**Instructions for the task**
Name every company mentioned in the article below about Bristol-Myers selling a manufacturing facility.

**Selected text**
____
Bristol-Myers sells clinical manufacturing facility to Seattle Genetics

Bristol-Myers Squibb is unloading a clinical materials manufacturing facility and labs in Washington to Seattle Genetics, which has agreed to keep on the workers employed there.

Seattle Genetics in an SEC filing said it had put $17.8 million down last week for the 51,000-square-foot manufacturing and laboratory space and will pay another $25.5 million upon closing. The facility, which was built in 2014, is in Bothell, Washington, where Seattle Genetics is headquartered.

Seattle Genetics, a specialist in antibody-drug conjugate (ADC) based cancer meds, said in a release that it intends to use the facility for antibody production for its pipeline programs. But under the deal, it also has agreed to manufacture certain clinical product candidates for BMS through the end of 2018. Seattle Genetics said it intends to offer jobs to the manufacturing facility’s 72 employees.

“This turnkey manufacturing facility provides the capability, capacity and skilled workforce needed to support our expanding antibody-drug conjugate and immuno-oncology pipeline, and complements our existing outsourced manufacturing model,” Vaughn Himes, the company’s chief technical officer, said in a statement.

A BMS spokesperson said today in an email that Seattle Genetics had wanted the facility for some time and that BMS “continually assesses our operations in order to optimize our productive development and manufacturing network and evolve it in line with our portfolio.”

In June, Bristol-Myers agreed to sell an API plant in Swords, Ireland, to South Korea's SK Biotek for an undisclosed amount. SK took on about 300 workers and will continue to supply BMS with the products the company made there.
____
**Data extract**

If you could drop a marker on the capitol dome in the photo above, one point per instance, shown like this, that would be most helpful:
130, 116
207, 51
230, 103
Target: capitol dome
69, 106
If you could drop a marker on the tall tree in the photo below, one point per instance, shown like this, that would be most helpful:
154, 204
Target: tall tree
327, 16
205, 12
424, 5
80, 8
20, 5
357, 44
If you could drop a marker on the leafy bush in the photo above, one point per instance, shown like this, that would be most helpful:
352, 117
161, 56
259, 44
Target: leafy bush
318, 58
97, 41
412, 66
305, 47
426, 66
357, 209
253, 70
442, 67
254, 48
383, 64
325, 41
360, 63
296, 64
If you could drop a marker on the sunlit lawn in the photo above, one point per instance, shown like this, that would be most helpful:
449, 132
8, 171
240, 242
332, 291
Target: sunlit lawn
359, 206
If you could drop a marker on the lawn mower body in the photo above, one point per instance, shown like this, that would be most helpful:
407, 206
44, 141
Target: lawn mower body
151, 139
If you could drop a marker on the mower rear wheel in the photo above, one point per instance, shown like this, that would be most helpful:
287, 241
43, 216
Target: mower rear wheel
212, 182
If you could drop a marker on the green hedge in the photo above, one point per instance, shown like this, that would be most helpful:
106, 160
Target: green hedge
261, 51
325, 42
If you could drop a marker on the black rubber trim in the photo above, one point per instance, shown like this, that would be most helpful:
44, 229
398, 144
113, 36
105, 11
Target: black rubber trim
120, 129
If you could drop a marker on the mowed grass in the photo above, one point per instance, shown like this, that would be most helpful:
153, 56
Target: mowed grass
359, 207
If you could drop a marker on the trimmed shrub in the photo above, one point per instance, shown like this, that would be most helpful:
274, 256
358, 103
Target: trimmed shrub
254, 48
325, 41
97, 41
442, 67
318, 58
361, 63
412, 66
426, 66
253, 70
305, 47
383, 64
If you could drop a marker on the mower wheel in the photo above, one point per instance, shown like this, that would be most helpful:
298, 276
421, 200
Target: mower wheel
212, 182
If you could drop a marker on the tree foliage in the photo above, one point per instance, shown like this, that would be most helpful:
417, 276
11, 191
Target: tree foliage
____
**Answer section**
Bristol-Myers Squibb (BMS), Seattle Genetics, SK Biotek